### Extrait fourni
Avec la guerre en Ukraine, la question de la fourniture en énergie s’est imposée au fil des semaines. Pénuries, augmentation des prix : en Outre-mer aussi, ces questions sont naturellement au cœur des préoccupations. Jean-François Carenco, président de la Commission de Régulation de l’Énergie, a répondu aux questions d’Outremers360. Il explique le rôle de la CRE, rappelle ce qui a été mis en place en Outre-mer pour faire face à la flambée des prix, et évoque plus généralement la question de la production énergétique en Outre-mer, une « somme de contradiction », obligeant à « trouver le chemin de crête qui préserve le climat, la sécurité énergétique, l’emploi et le prix ».

Quel est votre rôle, quelles sont les missions de cette commission ?

Notre rôle est de protéger le consommateur : sur les prix, la sécurité et la qualité des approvisionnements. Ça veut dire, protéger le consommateur individuel ou industriel, et le protéger à court, moyen et long terme. Pour le faire, nous avons un certain nombre de compétences réglementaires, obligatoires, législatives et nous avons un rôle de rassembleur, et d’influenceur, sur l’ensemble du système énergétique. Ce rôle légal et réglementaire, pour l’Outre-mer, il y a notamment la fixation des prix et le mix énergétique via la programmation pluriannuelle de l’énergie.

### Jeu de données
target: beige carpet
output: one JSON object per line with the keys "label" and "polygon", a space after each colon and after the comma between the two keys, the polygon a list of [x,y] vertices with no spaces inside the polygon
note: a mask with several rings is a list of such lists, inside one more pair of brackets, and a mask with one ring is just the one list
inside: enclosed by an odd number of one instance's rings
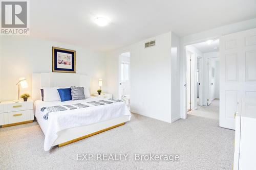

### Votre tâche
Selon l'extrait, quel est le rôle de la Commission de Régulation de l'Énergie, s'il vous plaît ? La liste n'a aucun lien avec l'extrait.

### Réponse ci-dessous
Protéger le consommateur sur les prix, la sécurité et la qualité des approvisionnements.